→ JOB A: In the text on merging sampled log reservoirs, why do both wrong ways of merging produce a biased sample?

→ EXCERPTED TEXT:
^^^^^^^^^^^^^^^^

Each shard consumer:

  • keeps a reservoir R_j of size k (or a smaller k_j) and a count c_j of items it has seen;
  • runs Algorithm R or L locally — O(k) memory, O(1) per event;
  • periodically emits (R_j, c_j) to a coordinator.

The coordinator merges {(R_j, c_j)} into one uniform sample of all Σ c_j items. This is the map (per-shard sample) → reduce (weighted merge) pattern, and it is associative, so you can merge hierarchically (per-host → per-rack → per-region → global) — essential at fleet scale.

Why sample logs at all? Storing every log line is expensive and most are uninteresting. A uniform 0.1% sample preserves statistical properties (error-rate estimates, latency distributions, top-N approximations) at 1/1000th the storage, and reservoir sampling gives that sample in one pass without knowing the day's total volume in advance.


Merging Reservoirs Correctly

Suppose shard A saw c_A items and produced reservoir R_A (a uniform k-sample of its c_A items), and shard B saw c_B with R_B. We want a uniform k-sample of all c_A + c_B items.

The wrong way: take k/2 from each, or randomly pick k from R_A ∪ R_B uniformly. Both bias toward the smaller shard, because each shard's k items represent very different population sizes.

The right way (count-weighted merge). Each item in R_A represents a 1/c_A "share" of shard A; each in R_B a 1/c_B share of B. To build the merged reservoir, decide for each of the k output slots which shard it comes from in proportion to the counts:

merge(R_A, c_A, R_B, c_B, k):
    out = empty reservoir of size k
    for slot in 1..k:
        with probability c_A / (c_A + c_B):
            take a uniformly random (unused) item from R_A
        else:
            take a uniformly random (unused) item from R_B
    return (out, c_A + c_B)

^^^^^^^^^^^^^^^^

(Records of labeled boxes)
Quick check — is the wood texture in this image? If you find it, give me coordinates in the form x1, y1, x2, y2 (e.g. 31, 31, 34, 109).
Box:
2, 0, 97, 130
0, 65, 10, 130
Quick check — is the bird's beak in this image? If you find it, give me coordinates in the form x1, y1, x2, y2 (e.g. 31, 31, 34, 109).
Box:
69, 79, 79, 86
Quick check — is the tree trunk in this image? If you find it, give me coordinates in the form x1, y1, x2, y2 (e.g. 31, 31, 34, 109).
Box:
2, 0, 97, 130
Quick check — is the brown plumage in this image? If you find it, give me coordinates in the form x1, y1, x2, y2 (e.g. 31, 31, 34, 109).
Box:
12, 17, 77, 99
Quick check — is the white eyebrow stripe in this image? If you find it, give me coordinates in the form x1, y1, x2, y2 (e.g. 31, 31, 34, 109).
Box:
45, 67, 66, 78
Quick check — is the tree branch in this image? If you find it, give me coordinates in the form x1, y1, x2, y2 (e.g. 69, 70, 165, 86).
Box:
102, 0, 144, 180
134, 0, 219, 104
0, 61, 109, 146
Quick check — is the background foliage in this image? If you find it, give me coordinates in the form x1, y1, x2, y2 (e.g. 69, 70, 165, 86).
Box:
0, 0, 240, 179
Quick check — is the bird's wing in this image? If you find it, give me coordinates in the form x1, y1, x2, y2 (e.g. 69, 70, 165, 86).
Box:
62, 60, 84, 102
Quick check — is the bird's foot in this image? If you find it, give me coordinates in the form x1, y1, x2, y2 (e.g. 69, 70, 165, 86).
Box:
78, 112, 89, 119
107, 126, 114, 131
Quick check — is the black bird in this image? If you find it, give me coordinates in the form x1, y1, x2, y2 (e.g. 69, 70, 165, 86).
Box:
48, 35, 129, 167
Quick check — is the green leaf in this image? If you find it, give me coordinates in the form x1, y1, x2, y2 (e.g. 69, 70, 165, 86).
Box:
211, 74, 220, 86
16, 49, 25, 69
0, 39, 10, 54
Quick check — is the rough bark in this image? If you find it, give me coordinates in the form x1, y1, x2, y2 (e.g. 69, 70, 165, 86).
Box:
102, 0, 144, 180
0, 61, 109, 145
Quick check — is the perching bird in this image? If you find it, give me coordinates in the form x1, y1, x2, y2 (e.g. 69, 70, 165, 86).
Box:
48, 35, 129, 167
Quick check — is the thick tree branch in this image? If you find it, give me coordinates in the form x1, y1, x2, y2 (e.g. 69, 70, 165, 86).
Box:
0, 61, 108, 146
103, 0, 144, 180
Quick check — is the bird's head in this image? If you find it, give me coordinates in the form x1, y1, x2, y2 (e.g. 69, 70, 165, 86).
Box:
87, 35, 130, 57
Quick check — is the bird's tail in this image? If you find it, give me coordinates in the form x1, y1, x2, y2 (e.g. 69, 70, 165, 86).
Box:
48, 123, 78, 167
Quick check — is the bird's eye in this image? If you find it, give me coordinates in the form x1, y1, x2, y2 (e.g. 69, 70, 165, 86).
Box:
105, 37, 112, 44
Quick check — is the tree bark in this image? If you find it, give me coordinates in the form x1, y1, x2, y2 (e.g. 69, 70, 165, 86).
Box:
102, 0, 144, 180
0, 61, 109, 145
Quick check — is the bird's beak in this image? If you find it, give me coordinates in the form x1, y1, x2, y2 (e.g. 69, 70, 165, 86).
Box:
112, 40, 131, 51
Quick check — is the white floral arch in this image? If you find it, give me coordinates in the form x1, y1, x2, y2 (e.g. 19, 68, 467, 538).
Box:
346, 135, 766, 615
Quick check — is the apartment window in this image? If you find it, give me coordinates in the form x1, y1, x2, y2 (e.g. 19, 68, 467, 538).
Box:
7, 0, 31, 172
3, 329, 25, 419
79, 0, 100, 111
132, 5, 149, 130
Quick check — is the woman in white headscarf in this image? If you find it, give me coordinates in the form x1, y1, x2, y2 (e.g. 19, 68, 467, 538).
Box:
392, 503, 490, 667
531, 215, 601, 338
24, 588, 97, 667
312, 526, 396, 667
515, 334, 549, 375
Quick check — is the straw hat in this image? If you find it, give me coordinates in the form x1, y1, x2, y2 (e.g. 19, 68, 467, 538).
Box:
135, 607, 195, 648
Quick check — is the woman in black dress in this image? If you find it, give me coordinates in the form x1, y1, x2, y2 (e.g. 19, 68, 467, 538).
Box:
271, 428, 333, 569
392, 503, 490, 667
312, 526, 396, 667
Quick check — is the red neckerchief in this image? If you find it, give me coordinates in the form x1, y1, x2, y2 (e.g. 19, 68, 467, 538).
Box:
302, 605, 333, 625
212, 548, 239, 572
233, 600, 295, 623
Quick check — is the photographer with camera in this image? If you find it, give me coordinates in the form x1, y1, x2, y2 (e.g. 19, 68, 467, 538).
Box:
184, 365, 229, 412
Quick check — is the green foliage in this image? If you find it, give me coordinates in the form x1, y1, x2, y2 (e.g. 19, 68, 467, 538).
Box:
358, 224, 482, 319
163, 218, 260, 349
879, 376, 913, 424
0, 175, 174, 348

^^^^^^^^^^^^^^^^

→ JOB B: Return the lines of the records starting with the line that contains "Quick check — is the green foliage" and going on through the last line of the records, unchanged.

→ WRITTEN RESPONSE A: Both bias toward the smaller shard, because each shard's k items represent very different population sizes.

→ WRITTEN RESPONSE B:
Quick check — is the green foliage in this image? If you find it, give me coordinates in the form x1, y1, x2, y2 (e.g. 19, 68, 467, 538).
Box:
358, 224, 482, 319
163, 218, 260, 349
879, 376, 913, 424
0, 175, 174, 348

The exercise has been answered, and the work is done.